-------- Отрывок текста --------

К оглавлению специальные тематические страницы
журнала спб.собака.ру №4 (76) апрель 2009
На карту

ИСТОРИЯ ВТОРАЯ: О КАФЕДРАЛЬНОМ СОБОРЕ


Собор Соборыч

Подобно парижской Эйфелевой башне, Исаакиевский собор, ставший одним из символов Петербурга, горожане тоже поначалу не любили: слишком большой и эклектичный.

Торжественное возвращение ополчения на Исаакиевскую площадь. 1814 год


К
ак и все новые огромные здания, что нагло высовываются из старой застройки, Исаакиевский собор очень долго не вписывался в ландшафт и казался чужим. Критику Александру Бенуа он виделся гигантской чернильницей с золотой крышкой. Полюбили Исаакий и признали «безусловным шедевром» лишь в 1950-е годы.

Ранние версии

Поскольку для православных верующих выражение «храм основан» означает освящение алтаря, то Исаакиевский собор является одним из старейших в Петербурге: он лишь на семь лет моложе города. Петр I заложил его как своеобразный памятник себе, ведь на праздник святого Исаакия Далматского (30 мая) приходится день рождения самодержца. Первое скромное здание на берегу Невы, на месте будущего Медного всадника, не претендовало на роль главного храма столицы, будучи предназначено работникам Адмиралтейства, – впрочем, тогда весь левый берег был лишь скромным предместьем.

Кафедральный храм собирались возвести на стрелке Васильевского острова, только из этого ничего не вышло, и Собором с большой буквы долгое время оставался Петропавловский. Сложилась двусмысленная ситуация: большинство горожан чаще видели его издалека, нежели бывали внутри. Не только стены цитадели, но и широкие воды Невы отделяли их от главной церкви, словно бы принадлежавшей другому городу, куда при отсутствии мостов и общественного транспорта было не так просто попасть. Выбор места для храма не является чисто архитектурной задачей. В традиционном европейском городе это вопрос организации всего пространства, ведь где кафедральный собор, там и центр города, его сердце. Странным образом в первые полвека существования Северной столицы крупные храмы упорно основывали на окраинах – Никольский, Князь-Владимирский, Андреевский – либо вообще за городом – Троицкий в Александро-Невской лавре, Смольный. Екатерина II повелела наконец исправить сей недостаток, затеяв обновление Исаакиевского собора. Этому поспособствовало наводнение, повредившее старый храм. В результате здание передвинули метров на триста от неспокойных невских волн, на край Адмиралтейского луга. Никакой особой площади там в ту пору не было. А место символичного памятника Петру вскоре занял буквальный – Медный всадник.

--------

> **Задание 1**:
Ответьте по статье об Исаакиевском соборе:
(a) Чем собор виделся критику Александру Бенуа?
(b) Чей день рождения приходится на праздник святого Исаакия Далматского?
(c) Примерно на сколько метров передвинули здание от невских волн?
> **Задание 2**:
Продолжите статью об Исаакиевском соборе, начав сразу после её последнего предложения.
Записи — отдельный материал, с текстом они не связаны.

-------- Перечень записей --------

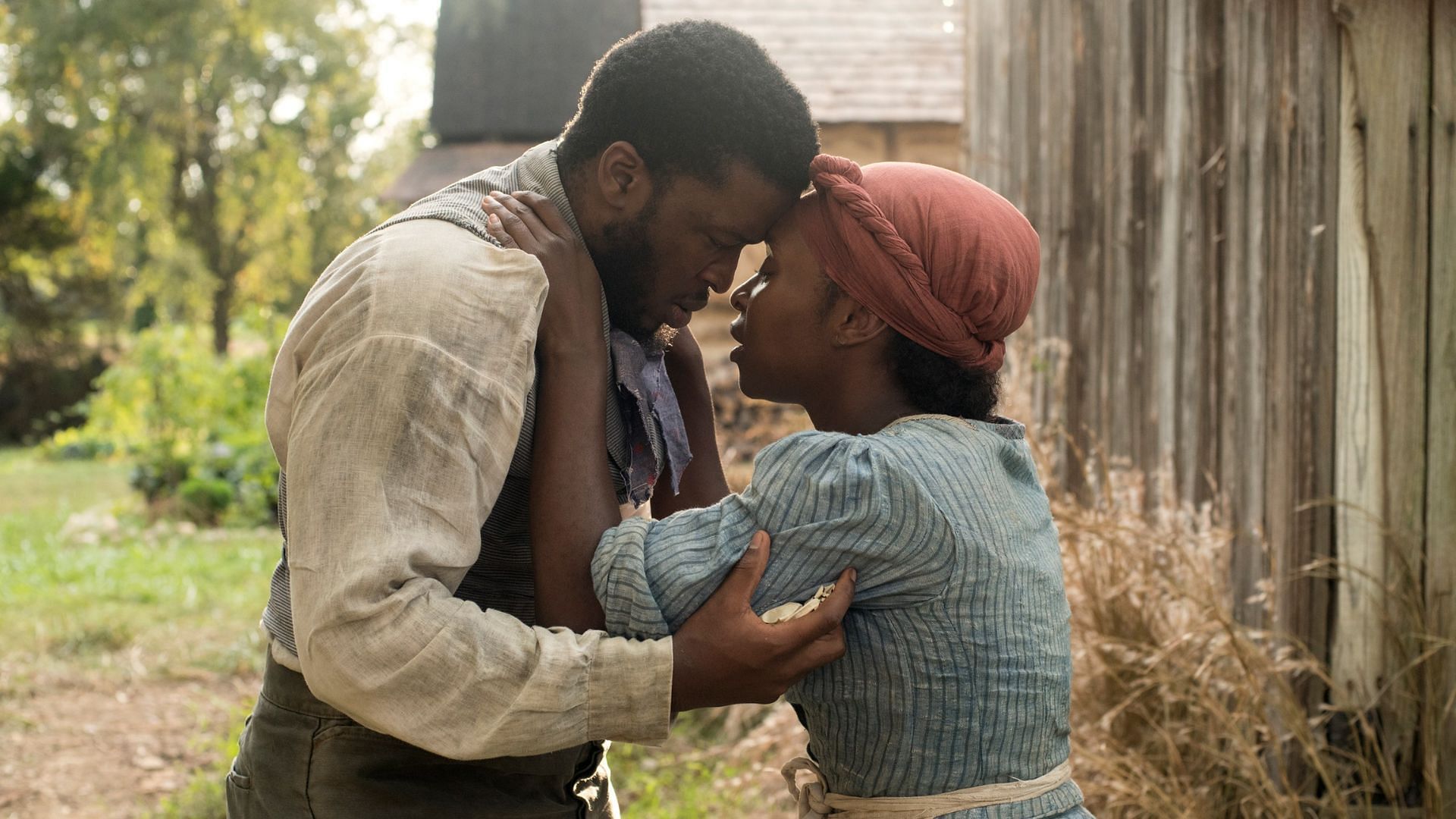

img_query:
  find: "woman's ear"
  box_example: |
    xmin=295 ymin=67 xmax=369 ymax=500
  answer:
xmin=597 ymin=141 xmax=652 ymax=215
xmin=833 ymin=294 xmax=890 ymax=347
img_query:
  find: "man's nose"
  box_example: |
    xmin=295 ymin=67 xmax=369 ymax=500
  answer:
xmin=703 ymin=253 xmax=738 ymax=293
xmin=728 ymin=275 xmax=758 ymax=313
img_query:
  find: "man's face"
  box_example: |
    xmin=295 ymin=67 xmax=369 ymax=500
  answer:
xmin=592 ymin=162 xmax=796 ymax=341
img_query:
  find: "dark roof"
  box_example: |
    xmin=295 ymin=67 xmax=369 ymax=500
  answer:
xmin=429 ymin=0 xmax=642 ymax=143
xmin=641 ymin=0 xmax=968 ymax=122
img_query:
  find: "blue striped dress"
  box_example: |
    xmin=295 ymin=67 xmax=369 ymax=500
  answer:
xmin=592 ymin=416 xmax=1090 ymax=819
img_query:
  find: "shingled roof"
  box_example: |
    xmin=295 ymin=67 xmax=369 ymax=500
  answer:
xmin=642 ymin=0 xmax=967 ymax=122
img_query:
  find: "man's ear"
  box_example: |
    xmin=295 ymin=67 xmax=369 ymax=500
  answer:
xmin=833 ymin=294 xmax=890 ymax=347
xmin=597 ymin=141 xmax=652 ymax=215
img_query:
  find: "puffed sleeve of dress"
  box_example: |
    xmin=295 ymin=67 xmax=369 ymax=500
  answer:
xmin=592 ymin=431 xmax=956 ymax=639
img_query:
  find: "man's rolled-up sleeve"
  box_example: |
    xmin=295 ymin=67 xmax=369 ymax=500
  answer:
xmin=281 ymin=224 xmax=673 ymax=759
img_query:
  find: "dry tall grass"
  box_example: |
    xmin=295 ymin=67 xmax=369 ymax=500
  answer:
xmin=690 ymin=334 xmax=1456 ymax=819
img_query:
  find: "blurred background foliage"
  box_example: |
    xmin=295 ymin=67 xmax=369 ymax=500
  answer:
xmin=0 ymin=0 xmax=424 ymax=513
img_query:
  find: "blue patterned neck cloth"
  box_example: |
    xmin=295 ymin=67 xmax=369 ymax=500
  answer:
xmin=611 ymin=328 xmax=693 ymax=506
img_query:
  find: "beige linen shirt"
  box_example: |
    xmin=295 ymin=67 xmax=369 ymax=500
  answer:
xmin=266 ymin=218 xmax=673 ymax=759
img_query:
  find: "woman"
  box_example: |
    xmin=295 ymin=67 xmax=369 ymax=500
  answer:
xmin=488 ymin=155 xmax=1087 ymax=819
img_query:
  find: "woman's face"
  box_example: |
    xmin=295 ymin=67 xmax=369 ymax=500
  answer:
xmin=730 ymin=204 xmax=834 ymax=403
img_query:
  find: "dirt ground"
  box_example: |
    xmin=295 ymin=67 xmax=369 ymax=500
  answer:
xmin=0 ymin=675 xmax=258 ymax=819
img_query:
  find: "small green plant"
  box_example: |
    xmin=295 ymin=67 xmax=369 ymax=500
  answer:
xmin=177 ymin=478 xmax=233 ymax=526
xmin=42 ymin=316 xmax=278 ymax=526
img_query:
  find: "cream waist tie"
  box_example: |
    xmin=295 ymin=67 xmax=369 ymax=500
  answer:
xmin=783 ymin=756 xmax=1072 ymax=819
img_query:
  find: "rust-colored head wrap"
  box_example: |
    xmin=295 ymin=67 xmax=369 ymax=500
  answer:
xmin=795 ymin=153 xmax=1041 ymax=372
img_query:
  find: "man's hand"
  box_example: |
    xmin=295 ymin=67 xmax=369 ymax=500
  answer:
xmin=673 ymin=532 xmax=855 ymax=713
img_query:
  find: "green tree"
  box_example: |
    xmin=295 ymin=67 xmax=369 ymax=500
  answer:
xmin=0 ymin=0 xmax=401 ymax=354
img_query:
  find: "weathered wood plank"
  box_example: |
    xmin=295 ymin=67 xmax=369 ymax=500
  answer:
xmin=1423 ymin=0 xmax=1456 ymax=816
xmin=1331 ymin=0 xmax=1431 ymax=781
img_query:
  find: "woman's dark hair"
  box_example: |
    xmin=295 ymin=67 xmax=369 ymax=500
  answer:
xmin=556 ymin=20 xmax=818 ymax=193
xmin=818 ymin=275 xmax=1000 ymax=421
xmin=890 ymin=329 xmax=1000 ymax=421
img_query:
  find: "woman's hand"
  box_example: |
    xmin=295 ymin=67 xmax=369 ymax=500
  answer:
xmin=482 ymin=191 xmax=606 ymax=360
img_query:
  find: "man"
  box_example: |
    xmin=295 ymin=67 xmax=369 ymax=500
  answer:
xmin=228 ymin=22 xmax=849 ymax=817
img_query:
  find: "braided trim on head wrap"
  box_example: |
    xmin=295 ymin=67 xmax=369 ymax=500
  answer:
xmin=801 ymin=155 xmax=1038 ymax=370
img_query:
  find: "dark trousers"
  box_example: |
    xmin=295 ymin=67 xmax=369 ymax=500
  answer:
xmin=228 ymin=656 xmax=616 ymax=819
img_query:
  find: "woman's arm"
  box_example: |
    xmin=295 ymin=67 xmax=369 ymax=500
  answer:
xmin=485 ymin=187 xmax=622 ymax=631
xmin=592 ymin=431 xmax=956 ymax=639
xmin=652 ymin=328 xmax=728 ymax=519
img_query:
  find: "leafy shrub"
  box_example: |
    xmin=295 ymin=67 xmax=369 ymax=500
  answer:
xmin=44 ymin=316 xmax=280 ymax=525
xmin=177 ymin=478 xmax=233 ymax=526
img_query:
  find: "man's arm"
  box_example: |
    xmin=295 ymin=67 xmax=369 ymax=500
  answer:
xmin=280 ymin=220 xmax=673 ymax=758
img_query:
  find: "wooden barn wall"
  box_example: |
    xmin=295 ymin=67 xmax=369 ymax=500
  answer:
xmin=962 ymin=0 xmax=1456 ymax=813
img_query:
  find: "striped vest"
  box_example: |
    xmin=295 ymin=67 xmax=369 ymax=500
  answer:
xmin=264 ymin=143 xmax=665 ymax=656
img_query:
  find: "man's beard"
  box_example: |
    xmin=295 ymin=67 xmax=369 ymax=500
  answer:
xmin=592 ymin=198 xmax=677 ymax=354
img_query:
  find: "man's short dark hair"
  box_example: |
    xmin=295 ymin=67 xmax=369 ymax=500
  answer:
xmin=557 ymin=20 xmax=818 ymax=193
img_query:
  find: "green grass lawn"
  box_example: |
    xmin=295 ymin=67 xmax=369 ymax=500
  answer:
xmin=0 ymin=450 xmax=278 ymax=685
xmin=0 ymin=449 xmax=798 ymax=819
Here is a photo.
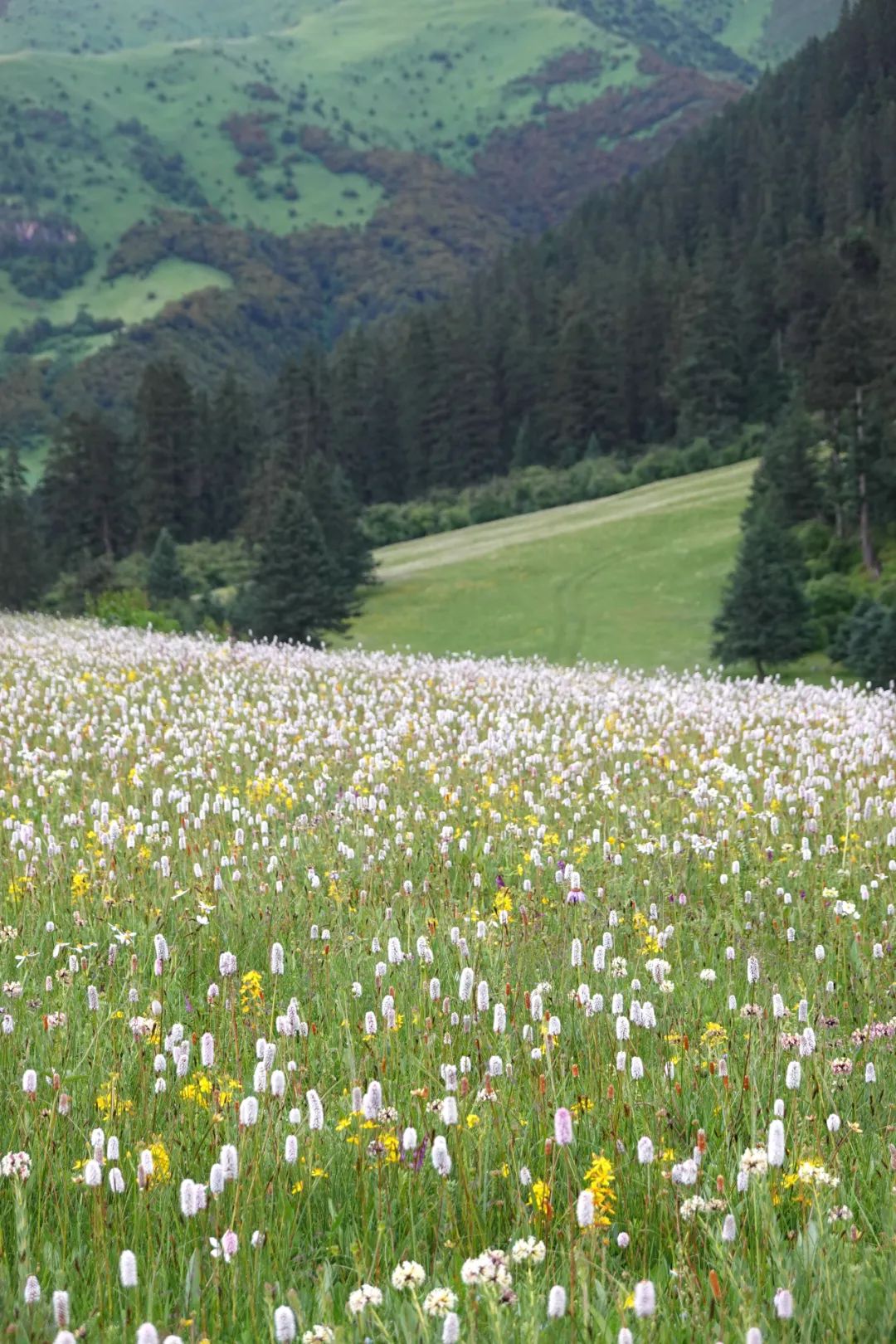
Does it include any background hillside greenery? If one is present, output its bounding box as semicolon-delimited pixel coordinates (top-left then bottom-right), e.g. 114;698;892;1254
0;0;837;449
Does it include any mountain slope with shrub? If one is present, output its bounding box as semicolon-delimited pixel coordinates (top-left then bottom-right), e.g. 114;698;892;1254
0;0;837;451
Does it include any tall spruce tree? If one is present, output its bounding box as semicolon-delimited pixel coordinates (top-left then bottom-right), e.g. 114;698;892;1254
712;508;811;676
246;489;351;644
0;444;41;611
136;362;200;546
146;527;189;602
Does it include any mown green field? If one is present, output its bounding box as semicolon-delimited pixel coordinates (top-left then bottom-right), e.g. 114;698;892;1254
351;462;755;670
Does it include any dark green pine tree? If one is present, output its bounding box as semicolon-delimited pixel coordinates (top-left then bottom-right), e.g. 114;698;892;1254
277;345;332;470
750;402;824;527
869;606;896;685
206;371;258;542
669;246;743;442
247;489;351;644
146;527;189;602
136;362;202;546
510;416;538;472
301;453;373;611
0;444;43;611
39;412;136;567
712;508;811;676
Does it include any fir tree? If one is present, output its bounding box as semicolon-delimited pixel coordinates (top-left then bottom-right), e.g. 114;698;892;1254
136;363;199;543
0;444;41;611
301;455;373;611
712;508;811;676
247;489;349;644
146;527;189;602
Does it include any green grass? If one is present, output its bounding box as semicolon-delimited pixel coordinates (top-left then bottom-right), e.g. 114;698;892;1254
349;462;755;668
0;616;896;1344
0;256;232;341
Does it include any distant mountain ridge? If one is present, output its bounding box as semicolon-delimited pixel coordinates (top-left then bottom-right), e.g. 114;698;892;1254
0;0;838;451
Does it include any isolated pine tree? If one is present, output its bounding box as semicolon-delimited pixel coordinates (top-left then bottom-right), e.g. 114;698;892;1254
301;453;373;611
0;444;41;611
146;527;189;602
751;405;824;527
249;489;349;644
712;508;811;676
136;363;197;544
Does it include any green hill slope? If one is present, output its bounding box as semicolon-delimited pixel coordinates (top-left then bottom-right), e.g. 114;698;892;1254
351;462;755;668
0;0;837;451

--------

> **Итоговый ответ 1**:
(a) Гигантской чернильницей с золотой крышкой.
(b) Петра I.
(c) Примерно на триста метров.

> **Итоговый ответ 2**:
Колонны устанавливали вручную, с помощью блоков и лебедок, раньше, чем строили стены


 

Вариант Ринальди

Строительство нового собора, однако, затянулось, и после смерти императрицы Павел I, во всем стремившийся действовать наперекор своей матери, задумал совсем другой городской центр. Для чего было затеяно строительство не только нового дворца – Михайловского замка, но и нового собора, Казанского, место для которого выбрали более осмысленно – на главной магистрали. Тогда же на скорую руку завершили Исаакиевский, что породило стишок, отождествивший эпохи Екатерины и Павла с каменной и кирпичной частями неуклюже доделанной церкви: «Се памятник двух царств, обоим им приличный: / Низ мраморный, а верх – кирпичный». В любом случае замечательный замысел Антонио Ринальди, соединившего план римского собора Святого Петра с русским пятиглавием, получил убогое, упрощенное воплощение, которого автор, впрочем, уже не увидел. В следующую эпоху, при Александре I, закончив один собор, Казанский, все-таки недостаточно большой, чтобы стать главным, решили подправить неудачный вид другого, причем поначалу речь шла именно о «перестройке» (как и в случае с захаровским Адмиралтейством). Некоторое время над центральными площадями города возвышалась величественная руина алтарной части, которую пытались приспособить к новому зданию.

Именно ее мог видеть пушкинский Евгений, когда спасался от наводнения на ступенях «нового дома» со львами. И год спустя фоном для кровавых декабрьских событий служил не собор, но забор, ограждавший все те же руины. Пушкин до конца дней своих так и не увидел Исаакий завершенным. Все, что мог разглядеть в перспективе Дворцовой площади поэт, выходя из дома на Мойке, – лес колонн да строительные леса.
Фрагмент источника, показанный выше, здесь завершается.